In a prepared speech published in advance of the Singapore Fintech Festival, the chair of the International Monetary Fund (IMF), Christine Lagarde, suggests that the time is right for central banks to consider the introduction of digital currency.
In the paper, titled “Winds of Change: The Case of New Digital Currency”, the head of the IMF suggests that central banks must seriously consider digital currency as there is potential they will be left behind otherwise with no roll to play.
Lagarde acknowledges that with the use of smartphones, a need and a desire has emerged to transact digitally. This includes and expectation that digital money will be integrated with social media in the not too distant future, available for peer to peer transaction online, facilitating micro-payments.
Lagarde points to the start of a decline in the use of cash and the desire to use cash citing Scandinavia as an example – where cash use is the lowest in the World – but acknowledging that this trend extends beyond Scandinavia. Incorporated in this trend is the decline in bank deposits.
The IMF chief cites a number of examples of e-money that have emerged in recent years, namely AliPay and WeChat in China, M-Pesa in Kenya and PayTM in India. Her understanding is that these forms of money have emerged with the digital economy in mind – responding to the needs and demands of consumers and the requirements of the economy.
In consideration of decentralized cryptocurrencies, Lagarde suggests that they rely heavily on technology in order to enable trust in them but expresses her doubts:
“I’m not entirely convinced. Proper regulation of these entities will remain a pillar of trust.”

● **What this exercise asks**
1 > According to the article on Lagarde's digital currency speech, why must central banks seriously consider digital currency? Answer in one to three sentences.
2 > Please copy from the article on Lagarde's digital currency speech the part that opens with the words containing "Lagarde points to" and closes with "of the economy.".

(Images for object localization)
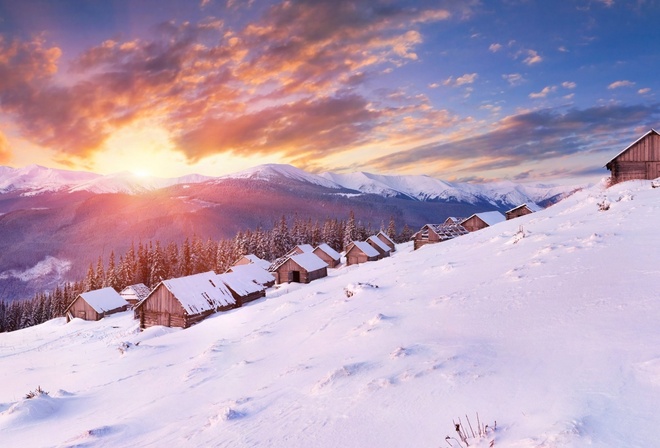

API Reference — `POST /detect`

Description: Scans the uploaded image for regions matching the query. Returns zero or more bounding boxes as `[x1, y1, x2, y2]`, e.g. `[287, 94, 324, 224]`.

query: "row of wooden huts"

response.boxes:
[65, 234, 394, 328]
[413, 203, 541, 250]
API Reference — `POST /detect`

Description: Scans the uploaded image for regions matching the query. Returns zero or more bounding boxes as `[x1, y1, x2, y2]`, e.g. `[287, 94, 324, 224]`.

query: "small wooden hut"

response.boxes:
[227, 263, 275, 288]
[413, 221, 470, 250]
[366, 235, 390, 258]
[313, 243, 341, 268]
[285, 244, 314, 257]
[119, 283, 151, 306]
[376, 232, 396, 252]
[605, 129, 660, 184]
[232, 254, 270, 269]
[135, 271, 236, 328]
[268, 252, 328, 284]
[505, 202, 543, 221]
[64, 287, 129, 322]
[218, 271, 266, 307]
[346, 241, 380, 266]
[461, 211, 506, 232]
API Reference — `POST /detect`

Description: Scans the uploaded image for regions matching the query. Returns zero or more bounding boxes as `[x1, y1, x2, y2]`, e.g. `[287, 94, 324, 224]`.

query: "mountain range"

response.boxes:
[0, 164, 578, 299]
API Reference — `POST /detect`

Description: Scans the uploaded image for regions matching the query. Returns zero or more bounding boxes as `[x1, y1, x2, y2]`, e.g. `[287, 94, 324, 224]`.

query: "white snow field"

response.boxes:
[0, 181, 660, 448]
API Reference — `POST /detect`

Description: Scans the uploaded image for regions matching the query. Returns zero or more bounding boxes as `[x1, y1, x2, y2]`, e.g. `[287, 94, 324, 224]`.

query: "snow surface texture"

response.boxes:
[0, 164, 576, 206]
[0, 181, 660, 448]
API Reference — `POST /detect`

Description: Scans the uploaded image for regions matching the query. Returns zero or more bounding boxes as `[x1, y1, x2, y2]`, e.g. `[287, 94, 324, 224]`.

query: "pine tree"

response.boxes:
[94, 255, 105, 289]
[397, 224, 413, 243]
[343, 210, 358, 250]
[105, 250, 120, 291]
[385, 216, 396, 241]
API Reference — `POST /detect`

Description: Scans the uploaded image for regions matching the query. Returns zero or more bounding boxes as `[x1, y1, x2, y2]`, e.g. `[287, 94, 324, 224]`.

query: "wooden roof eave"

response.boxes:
[605, 128, 660, 170]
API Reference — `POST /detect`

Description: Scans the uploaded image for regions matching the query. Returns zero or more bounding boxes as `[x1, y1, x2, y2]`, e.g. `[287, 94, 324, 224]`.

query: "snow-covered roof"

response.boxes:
[80, 287, 128, 313]
[244, 254, 270, 269]
[376, 231, 395, 244]
[287, 244, 314, 255]
[227, 260, 275, 285]
[367, 235, 391, 253]
[119, 283, 151, 301]
[507, 202, 543, 213]
[353, 241, 380, 257]
[161, 271, 236, 314]
[290, 252, 328, 272]
[605, 128, 660, 167]
[314, 243, 341, 261]
[218, 265, 265, 296]
[413, 224, 470, 241]
[461, 211, 506, 226]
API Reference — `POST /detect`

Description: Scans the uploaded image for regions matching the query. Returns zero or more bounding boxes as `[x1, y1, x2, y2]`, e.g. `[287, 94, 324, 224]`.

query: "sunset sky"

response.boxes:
[0, 0, 660, 182]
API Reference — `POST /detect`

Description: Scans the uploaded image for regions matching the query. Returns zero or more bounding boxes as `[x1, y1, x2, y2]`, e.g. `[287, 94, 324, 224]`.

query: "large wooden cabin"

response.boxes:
[461, 211, 506, 232]
[64, 287, 129, 322]
[346, 241, 381, 266]
[268, 252, 328, 284]
[135, 271, 236, 328]
[605, 129, 660, 184]
[313, 243, 341, 268]
[413, 221, 469, 250]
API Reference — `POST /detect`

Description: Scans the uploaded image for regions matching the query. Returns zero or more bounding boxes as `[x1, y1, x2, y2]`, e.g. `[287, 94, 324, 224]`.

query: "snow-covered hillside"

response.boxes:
[0, 181, 660, 448]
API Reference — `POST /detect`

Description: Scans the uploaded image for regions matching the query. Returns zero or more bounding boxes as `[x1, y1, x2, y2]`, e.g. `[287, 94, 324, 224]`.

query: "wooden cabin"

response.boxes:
[505, 202, 543, 221]
[461, 212, 506, 232]
[605, 129, 660, 184]
[312, 243, 341, 268]
[346, 241, 380, 266]
[376, 232, 396, 252]
[232, 254, 270, 269]
[366, 235, 390, 258]
[135, 271, 236, 328]
[218, 271, 266, 307]
[268, 252, 328, 284]
[413, 221, 470, 250]
[119, 283, 151, 306]
[284, 244, 314, 257]
[64, 287, 129, 322]
[227, 263, 275, 288]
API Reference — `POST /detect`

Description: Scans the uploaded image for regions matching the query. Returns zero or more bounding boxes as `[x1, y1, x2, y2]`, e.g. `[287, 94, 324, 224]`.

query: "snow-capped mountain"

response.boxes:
[0, 164, 578, 208]
[0, 181, 660, 448]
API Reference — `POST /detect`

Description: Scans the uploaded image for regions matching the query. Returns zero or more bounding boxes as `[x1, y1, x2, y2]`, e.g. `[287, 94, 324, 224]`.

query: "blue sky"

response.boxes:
[0, 0, 660, 182]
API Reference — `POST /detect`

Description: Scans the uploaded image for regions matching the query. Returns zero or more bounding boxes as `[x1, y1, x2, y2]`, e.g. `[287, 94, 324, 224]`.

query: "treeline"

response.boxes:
[0, 212, 413, 332]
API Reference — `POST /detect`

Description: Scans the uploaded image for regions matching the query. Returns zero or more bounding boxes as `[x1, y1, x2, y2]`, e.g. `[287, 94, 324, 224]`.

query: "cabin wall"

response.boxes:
[313, 249, 339, 268]
[367, 241, 390, 258]
[607, 134, 660, 183]
[413, 226, 440, 250]
[276, 259, 328, 283]
[376, 234, 396, 252]
[506, 207, 532, 221]
[346, 246, 378, 266]
[461, 216, 488, 232]
[138, 284, 189, 328]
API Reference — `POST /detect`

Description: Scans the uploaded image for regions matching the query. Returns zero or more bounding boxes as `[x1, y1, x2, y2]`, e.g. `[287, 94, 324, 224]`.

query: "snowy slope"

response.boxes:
[220, 163, 342, 189]
[0, 181, 660, 448]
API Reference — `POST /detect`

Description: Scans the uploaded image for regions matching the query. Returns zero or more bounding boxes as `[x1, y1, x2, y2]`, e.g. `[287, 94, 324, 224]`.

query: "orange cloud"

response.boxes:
[0, 132, 12, 164]
[0, 0, 466, 161]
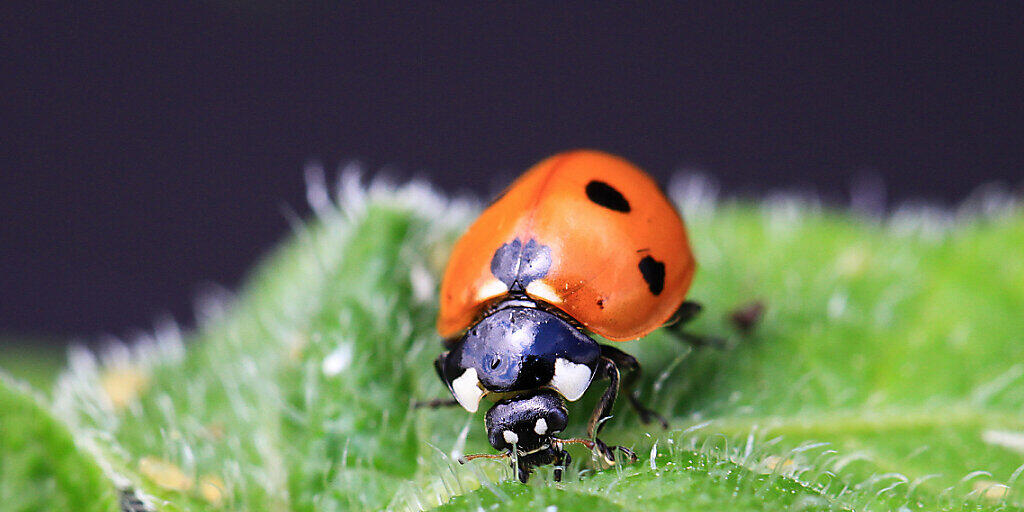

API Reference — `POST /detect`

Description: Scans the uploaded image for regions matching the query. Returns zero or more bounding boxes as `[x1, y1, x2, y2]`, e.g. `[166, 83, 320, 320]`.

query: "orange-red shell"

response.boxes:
[437, 151, 695, 341]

● **Numbered responses**
1 > Central banks must seriously consider digital currency because otherwise they could be left behind with no role to play.

2 >
Lagarde points to the start of a decline in the use of cash and the desire to use cash citing Scandinavia as an example – where cash use is the lowest in the World – but acknowledging that this trend extends beyond Scandinavia. Incorporated in this trend is the decline in bank deposits.
The IMF chief cites a number of examples of e-money that have emerged in recent years, namely AliPay and WeChat in China, M-Pesa in Kenya and PayTM in India. Her understanding is that these forms of money have emerged with the digital economy in mind – responding to the needs and demands of consumers and the requirements of the economy.